United States District Court, D. Kansas

May 20, 2019

ORCHESTRATE HR, INC., et al., Plaintiffs,
v.
BLUE CROSS AND BLUE SHIELD OF KANSAS, INC., Defendant.

          MEMORANDUM AND ORDER

          Teresa J. James U.S. Magistrate Judge.

         This matter is before the Court on Defendant's Motion for Protective Order (ECF No. 32). Pursuant to Fed.R.Civ.P. 26(c), Defendant asks the Court to issue a protective order that relieves Defendant Blue Cross and Blue Shield of Kansas, Inc. (“BCBSKS”) of the obligation to respond to the First Set of Interrogatories and First Set of Requests for Production served by Plaintiffs. Plaintiffs oppose the motion. For the reasons set forth below, the Court will grant the motion.

         I. Relevant Background

         On April 1, 2019, BCBSKS filed two motions to dismiss Plaintiffs' complaint. The first seeks dismissal pursuant to Fed.R.Civ.P. 12(b)((1) and 12(b)(6), [1] and the second seeks dismissal under the Texas Citizens' Participation Act (“TCPA”).[2] On April 8, 2019, Plaintiffs filed an Expedited Motion to Determine the Applicability of the TCPA, [3] along with an Expedited Motion to Compel Discovery Pursuant to Tex. Civ. Prac. & Rem. Code § 27.006.[4]District Judge Sam A. Crow has stayed briefing and consideration of Defendant's Rule 12(b) motion to dismiss and Plaintiffs' motion to compel discovery pending his ruling on whether the TCPA applies to this case.[5]

         In light of Judge Crow's order, the undersigned Magistrate Judge has not issued an initial order setting this case for a Fed.R.Civ.P. 16 Scheduling Conference with concomitant deadlines for the parties to hold their Fed.R.Civ.P. 26(f) conference or submit their planning report and Rule 26(a)(1) disclosures. However, Plaintiffs contend the parties conducted a Rule 26(f) conference on April 8, 2019. Defendant denies that the phone call in question constituted such a conference, and the email exchanges between counsel before and after the call clearly undermine Plaintiffs' contention.[6]

         On the same day that Judge Crow issued his stay order, Plaintiffs served Defendant with their First Set of Interrogatories and First Set of Requests for Production. The discovery includes exactly the same document requests and interrogatory Plaintiffs sought permission to serve in their expedited motion to compel-a motion Judge Crow has stayed.

         Counsel have conferred by telephone and via email. The Court finds the parties have conferred in attempts to resolve the issue in dispute without court action, as required by Fed. R.Civ. P. 37(a)(1) and D. Kan. Rule 37.2.

Work to do:
Please answer from the court order above: on what date did BCBSKS file its two motions to dismiss?

Data section:
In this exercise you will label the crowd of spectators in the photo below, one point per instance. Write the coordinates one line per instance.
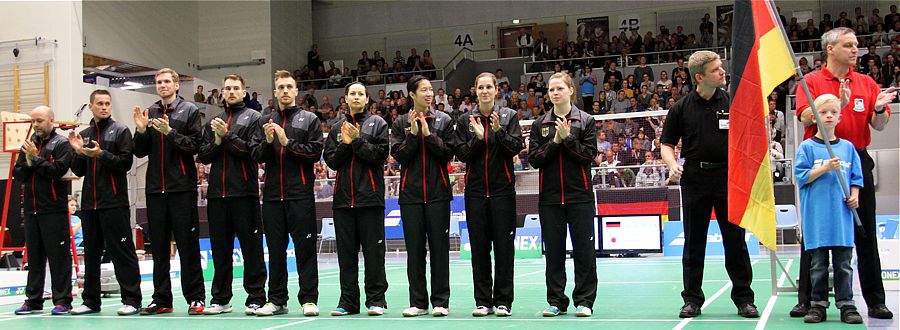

Response to the exercise:
April 1, 2019